# [The records]
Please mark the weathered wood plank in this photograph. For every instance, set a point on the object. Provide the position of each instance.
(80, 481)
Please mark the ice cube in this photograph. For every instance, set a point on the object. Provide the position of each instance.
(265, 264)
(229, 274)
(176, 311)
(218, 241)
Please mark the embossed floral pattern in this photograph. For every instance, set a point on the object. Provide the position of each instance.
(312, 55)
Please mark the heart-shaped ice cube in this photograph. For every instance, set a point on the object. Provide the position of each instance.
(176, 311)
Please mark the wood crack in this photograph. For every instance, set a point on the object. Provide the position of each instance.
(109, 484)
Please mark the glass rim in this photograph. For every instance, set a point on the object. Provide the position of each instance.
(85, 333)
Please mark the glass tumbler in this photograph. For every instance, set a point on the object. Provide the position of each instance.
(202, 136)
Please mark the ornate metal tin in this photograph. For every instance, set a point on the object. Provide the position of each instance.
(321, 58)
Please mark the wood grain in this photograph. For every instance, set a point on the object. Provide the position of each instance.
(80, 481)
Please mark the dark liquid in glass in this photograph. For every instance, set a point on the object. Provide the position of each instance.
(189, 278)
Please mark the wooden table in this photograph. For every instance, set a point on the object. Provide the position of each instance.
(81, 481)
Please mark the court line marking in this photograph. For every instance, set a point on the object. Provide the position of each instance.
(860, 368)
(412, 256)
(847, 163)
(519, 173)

...

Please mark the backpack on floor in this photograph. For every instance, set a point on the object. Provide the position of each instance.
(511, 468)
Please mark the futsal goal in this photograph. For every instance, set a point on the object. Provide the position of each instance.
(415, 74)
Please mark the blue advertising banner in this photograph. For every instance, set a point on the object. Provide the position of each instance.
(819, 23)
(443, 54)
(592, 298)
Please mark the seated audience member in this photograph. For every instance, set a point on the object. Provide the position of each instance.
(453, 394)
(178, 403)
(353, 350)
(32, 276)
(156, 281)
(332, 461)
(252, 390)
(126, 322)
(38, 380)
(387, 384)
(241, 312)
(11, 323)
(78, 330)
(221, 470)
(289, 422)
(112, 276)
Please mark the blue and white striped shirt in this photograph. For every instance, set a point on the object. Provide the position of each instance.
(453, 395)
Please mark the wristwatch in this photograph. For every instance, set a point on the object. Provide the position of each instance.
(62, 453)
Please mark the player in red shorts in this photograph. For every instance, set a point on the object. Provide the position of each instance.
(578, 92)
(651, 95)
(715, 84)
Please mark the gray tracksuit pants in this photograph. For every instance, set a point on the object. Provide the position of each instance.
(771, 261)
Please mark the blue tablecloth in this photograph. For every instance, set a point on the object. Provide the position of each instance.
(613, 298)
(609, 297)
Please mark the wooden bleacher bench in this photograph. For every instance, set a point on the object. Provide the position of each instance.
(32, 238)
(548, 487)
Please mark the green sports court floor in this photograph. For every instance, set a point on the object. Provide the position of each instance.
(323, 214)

* * *

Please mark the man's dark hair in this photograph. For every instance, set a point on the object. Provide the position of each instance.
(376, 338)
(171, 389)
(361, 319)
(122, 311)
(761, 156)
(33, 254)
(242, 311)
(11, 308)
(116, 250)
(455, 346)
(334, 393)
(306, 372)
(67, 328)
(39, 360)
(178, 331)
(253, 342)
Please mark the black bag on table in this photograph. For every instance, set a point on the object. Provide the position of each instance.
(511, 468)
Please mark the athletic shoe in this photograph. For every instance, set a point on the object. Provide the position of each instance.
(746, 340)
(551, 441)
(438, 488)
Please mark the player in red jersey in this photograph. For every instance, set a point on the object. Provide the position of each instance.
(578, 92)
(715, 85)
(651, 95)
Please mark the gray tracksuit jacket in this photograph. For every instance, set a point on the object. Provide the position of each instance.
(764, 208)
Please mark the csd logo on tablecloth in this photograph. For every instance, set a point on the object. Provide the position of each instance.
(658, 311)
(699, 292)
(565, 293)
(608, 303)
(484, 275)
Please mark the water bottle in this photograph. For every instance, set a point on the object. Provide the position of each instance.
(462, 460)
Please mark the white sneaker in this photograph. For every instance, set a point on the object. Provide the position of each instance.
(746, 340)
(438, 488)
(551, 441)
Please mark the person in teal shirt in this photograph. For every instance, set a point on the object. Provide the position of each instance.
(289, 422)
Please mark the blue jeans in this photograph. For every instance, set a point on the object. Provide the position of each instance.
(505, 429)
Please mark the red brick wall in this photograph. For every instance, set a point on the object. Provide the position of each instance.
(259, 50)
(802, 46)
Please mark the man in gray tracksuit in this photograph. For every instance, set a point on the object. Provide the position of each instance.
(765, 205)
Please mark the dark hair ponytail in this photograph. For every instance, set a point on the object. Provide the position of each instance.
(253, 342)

# [The request]
Tally the lines in the entries above that contain the string "glass", matching case exactly, and reply with only the number.

# [Finished task]
3